--- Passage given ---

Learning Outcome
After this lesson, you should be able to convert each word into a canonical key and use that key to group equivalent strings.
Problem Statement
Given an array of strings, group the anagrams together. The order of groups usually does not matter.
| Input | Output | Why |
|---|---|---|
["eat","tea","tan","ate","nat","bat"] | [["eat","tea","ate"],["tan","nat"],["bat"]] | Words with the same character counts are grouped. |
Brute Force Approach
Compare every word with existing groups by checking whether it is an anagram of the group representative.
This repeats anagram checks many times and becomes harder to manage as the input grows.
Optimized Approach
Create a canonical key for each word. A common key is the sorted word. All anagrams produce the same sorted key, so they can be grouped in a hash map.
If the alphabet is fixed, a frequency-count key also works and can avoid sorting each word.

---

Set of tasks.
A: Could you rewrite the anagram lesson from "Problem Statement" up to and including "sorting each word.", putting "dictionary" in place of "hash map"?
B: What comes next in the anagram lesson? Write the part that follows its final sentence.

--- Records shown ---

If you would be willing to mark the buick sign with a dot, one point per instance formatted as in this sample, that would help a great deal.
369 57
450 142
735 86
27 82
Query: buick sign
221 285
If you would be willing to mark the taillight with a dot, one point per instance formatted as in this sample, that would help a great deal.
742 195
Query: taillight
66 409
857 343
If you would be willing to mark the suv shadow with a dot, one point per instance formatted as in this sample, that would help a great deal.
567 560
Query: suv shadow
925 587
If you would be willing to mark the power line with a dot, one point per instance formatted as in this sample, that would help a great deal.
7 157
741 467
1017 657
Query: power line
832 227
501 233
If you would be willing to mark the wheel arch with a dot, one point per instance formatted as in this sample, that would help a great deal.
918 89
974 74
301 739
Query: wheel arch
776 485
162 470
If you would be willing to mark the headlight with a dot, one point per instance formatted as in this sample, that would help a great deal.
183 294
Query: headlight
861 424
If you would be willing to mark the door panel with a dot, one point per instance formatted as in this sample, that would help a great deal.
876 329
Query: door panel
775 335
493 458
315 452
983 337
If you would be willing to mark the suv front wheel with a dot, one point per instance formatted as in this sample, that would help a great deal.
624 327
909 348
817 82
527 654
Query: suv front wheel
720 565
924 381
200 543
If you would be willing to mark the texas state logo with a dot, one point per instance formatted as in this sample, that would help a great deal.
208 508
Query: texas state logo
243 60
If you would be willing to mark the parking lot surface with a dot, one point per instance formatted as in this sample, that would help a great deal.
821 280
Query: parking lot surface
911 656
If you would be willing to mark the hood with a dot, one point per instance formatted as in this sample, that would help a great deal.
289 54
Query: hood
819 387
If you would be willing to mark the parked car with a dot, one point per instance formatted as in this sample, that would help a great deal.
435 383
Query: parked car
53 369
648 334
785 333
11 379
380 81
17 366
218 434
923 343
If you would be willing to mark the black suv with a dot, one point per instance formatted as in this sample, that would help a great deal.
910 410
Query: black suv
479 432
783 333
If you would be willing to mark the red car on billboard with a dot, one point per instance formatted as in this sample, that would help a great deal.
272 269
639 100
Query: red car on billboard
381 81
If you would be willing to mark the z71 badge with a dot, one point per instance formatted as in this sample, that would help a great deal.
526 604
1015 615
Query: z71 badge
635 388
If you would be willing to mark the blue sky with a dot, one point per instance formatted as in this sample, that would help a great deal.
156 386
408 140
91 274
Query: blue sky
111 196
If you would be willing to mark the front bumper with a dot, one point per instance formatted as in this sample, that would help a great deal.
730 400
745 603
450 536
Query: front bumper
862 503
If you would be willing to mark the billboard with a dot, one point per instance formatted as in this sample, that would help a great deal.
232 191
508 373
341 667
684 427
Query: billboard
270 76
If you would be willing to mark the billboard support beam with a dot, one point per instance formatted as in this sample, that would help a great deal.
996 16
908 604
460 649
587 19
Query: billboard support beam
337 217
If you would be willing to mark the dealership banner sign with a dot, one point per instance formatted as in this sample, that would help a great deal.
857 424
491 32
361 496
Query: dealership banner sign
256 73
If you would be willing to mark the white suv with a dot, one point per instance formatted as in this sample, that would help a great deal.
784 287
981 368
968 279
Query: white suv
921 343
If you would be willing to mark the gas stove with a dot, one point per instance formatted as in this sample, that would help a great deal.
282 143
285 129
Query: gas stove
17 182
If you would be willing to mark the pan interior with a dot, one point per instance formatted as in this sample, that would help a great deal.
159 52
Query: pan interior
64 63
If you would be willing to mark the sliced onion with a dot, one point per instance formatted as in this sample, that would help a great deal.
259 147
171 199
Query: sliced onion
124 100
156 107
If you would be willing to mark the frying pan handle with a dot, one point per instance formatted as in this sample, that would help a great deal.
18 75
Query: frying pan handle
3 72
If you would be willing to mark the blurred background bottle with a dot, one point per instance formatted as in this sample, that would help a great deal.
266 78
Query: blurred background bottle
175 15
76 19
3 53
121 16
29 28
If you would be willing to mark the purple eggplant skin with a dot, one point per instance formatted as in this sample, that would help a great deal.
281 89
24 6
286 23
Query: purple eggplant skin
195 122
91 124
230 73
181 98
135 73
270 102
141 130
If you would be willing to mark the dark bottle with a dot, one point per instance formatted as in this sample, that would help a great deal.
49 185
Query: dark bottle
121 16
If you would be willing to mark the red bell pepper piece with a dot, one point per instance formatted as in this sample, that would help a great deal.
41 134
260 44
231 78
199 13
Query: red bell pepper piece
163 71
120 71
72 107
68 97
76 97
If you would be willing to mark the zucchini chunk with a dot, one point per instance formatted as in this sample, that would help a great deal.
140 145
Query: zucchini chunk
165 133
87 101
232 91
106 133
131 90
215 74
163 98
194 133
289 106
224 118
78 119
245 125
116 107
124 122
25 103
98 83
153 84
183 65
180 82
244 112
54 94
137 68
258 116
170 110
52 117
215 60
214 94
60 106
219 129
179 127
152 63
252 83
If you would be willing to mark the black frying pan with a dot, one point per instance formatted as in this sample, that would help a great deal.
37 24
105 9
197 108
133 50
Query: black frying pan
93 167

---

Answers to the problems.
A:
Problem Statement
Given an array of strings, group the anagrams together. The order of groups usually does not matter.
| Input | Output | Why |
|---|---|---|
["eat","tea","tan","ate","nat","bat"] | [["eat","tea","ate"],["tan","nat"],["bat"]] | Words with the same character counts are grouped. |
Brute Force Approach
Compare every word with existing groups by checking whether it is an anagram of the group representative.
This repeats anagram checks many times and becomes harder to manage as the input grows.
Optimized Approach
Create a canonical key for each word. A common key is the sorted word. All anagrams produce the same sorted key, so they can be grouped in a dictionary.
If the alphabet is fixed, a frequency-count key also works and can avoid sorting each word.

B:
Exact Pseudocode
groups = empty map from key to list
for word in words:
key = sorted characters of word
append word to groups[key]
return all values from groupsReference Code
class Solution:
def groupAnagrams(self, strs):
groups = {}
for word in strs:
key = "".join(sorted(word))
groups.setdefault(key, []).append(word)
return list(groups.values())Sample Dry Run
| word | key | map action |
|---|---|---|
eat | aet | Create group aet -> [eat] |
tea | aet | Append to aet |
tan | ant | Create group ant -> [tan] |
ate | aet | Append to aet |
Complexity
| Measure | Value | Reason |
|---|---|---|
| Time | O(n * k log k) | There are n words and each word of length k is sorted. |
| Space | O(n * k) | The groups store all words and keys. |
Edge Cases
- Empty string as a word.
- Single-word input.
- Duplicate words should appear in the output group.
Interview Checklist
- Explain the canonical key clearly.
- Mention sorted key versus frequency key tradeoff.
- Do not compare every word pair.
FAQs
Why does sorting form a valid key?
Anagrams have exactly the same characters, so their sorted forms are identical.
Can frequency counts be used instead?
Yes. For lowercase English letters, a 26-count tuple is also a strong key.
What is the core pattern?
Hash map grouping by canonical key.